TEXT EXCERPT:
== == ==

"Lee Daniels' The Butler" is ham-fisted, overreaching, melodramatic and, despite its flaws, worth the ride. For what it lacks in subtlety, it compensates for with touching revelations about how generational differences in attitude divided black parents and children during the civil rights movement. A revolving door of Hollywood heavyweights helps out, too.

Inspired by the real-life story of a longtime White House butler, the movie stars Oscar winner Forest Whitaker as Cecil Gaines, a black man who escaped cotton fields to become a houseboy, then hotel waiter and finally a member of the White House staff. He lives a peaceful middle-class life with his wife, Gloria (Oprah Winfrey), and two sons, until the older one, Louis (David Oyelowo), becomes a Freedom Rider, getting beat up at whites-only lunch counters, traveling with the Rev. Martin Luther King and eventually joining the Black Panthers.

== == ==

Answer these questions using the film review.
1. What does the review say the movie offers in place of subtlety?
2. Who plays Cecil Gaines?
3. Which group does Louis eventually join?

[Dataset entries]

== == ==

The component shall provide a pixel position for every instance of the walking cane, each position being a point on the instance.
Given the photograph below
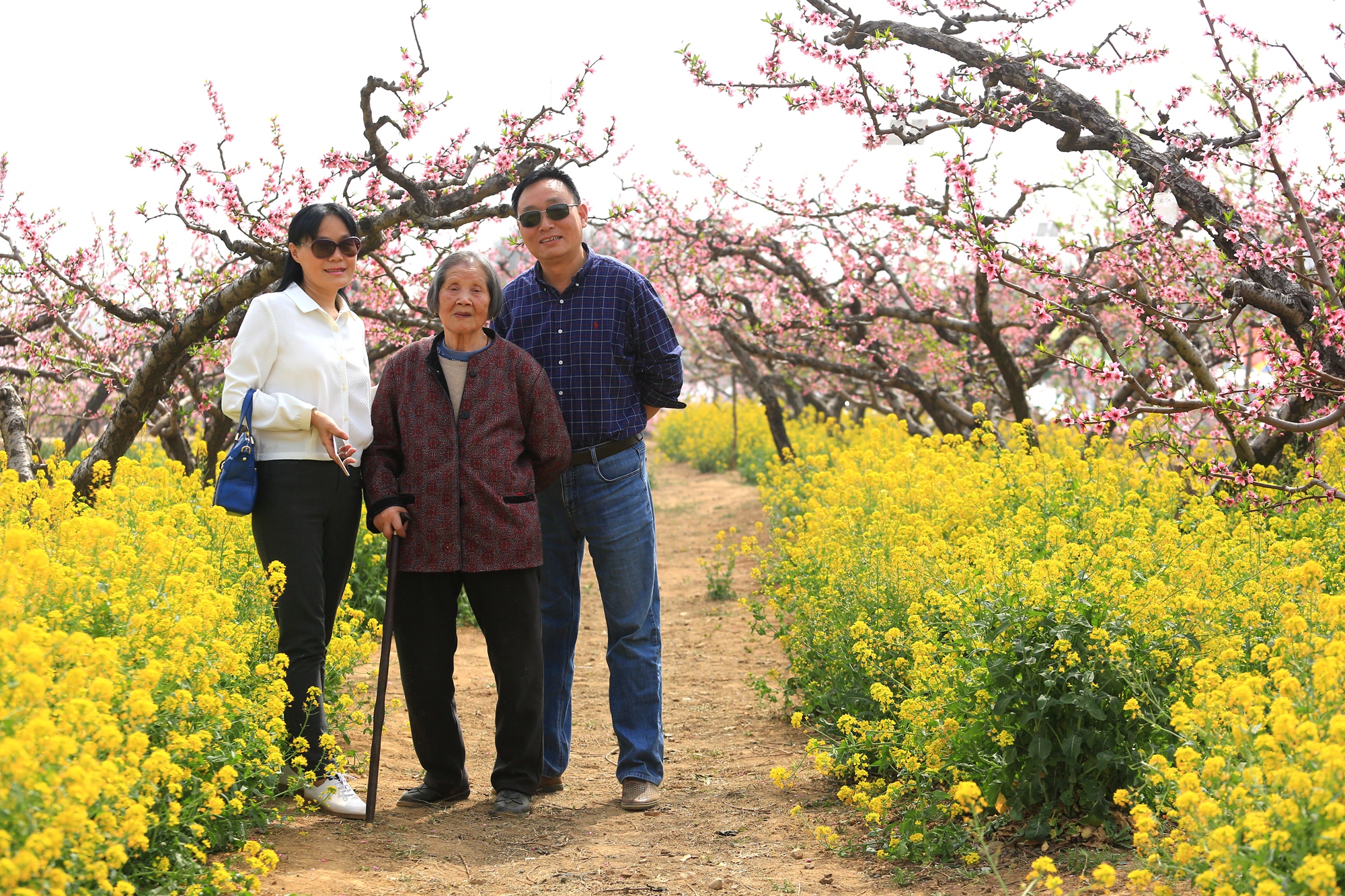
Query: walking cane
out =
(380, 701)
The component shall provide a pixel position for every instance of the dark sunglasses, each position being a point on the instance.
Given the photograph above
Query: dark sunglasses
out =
(326, 248)
(533, 217)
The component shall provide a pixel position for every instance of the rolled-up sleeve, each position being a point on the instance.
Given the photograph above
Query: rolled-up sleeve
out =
(658, 357)
(255, 353)
(384, 460)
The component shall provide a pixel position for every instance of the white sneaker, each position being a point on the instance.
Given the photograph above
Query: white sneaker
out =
(337, 797)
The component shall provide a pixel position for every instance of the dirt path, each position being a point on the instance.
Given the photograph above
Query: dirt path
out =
(722, 818)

== == ==

THE ANSWER:
1. Touching revelations about how generational differences in attitude divided black parents and children during the civil rights movement.
2. Forest Whitaker.
3. The Black Panthers.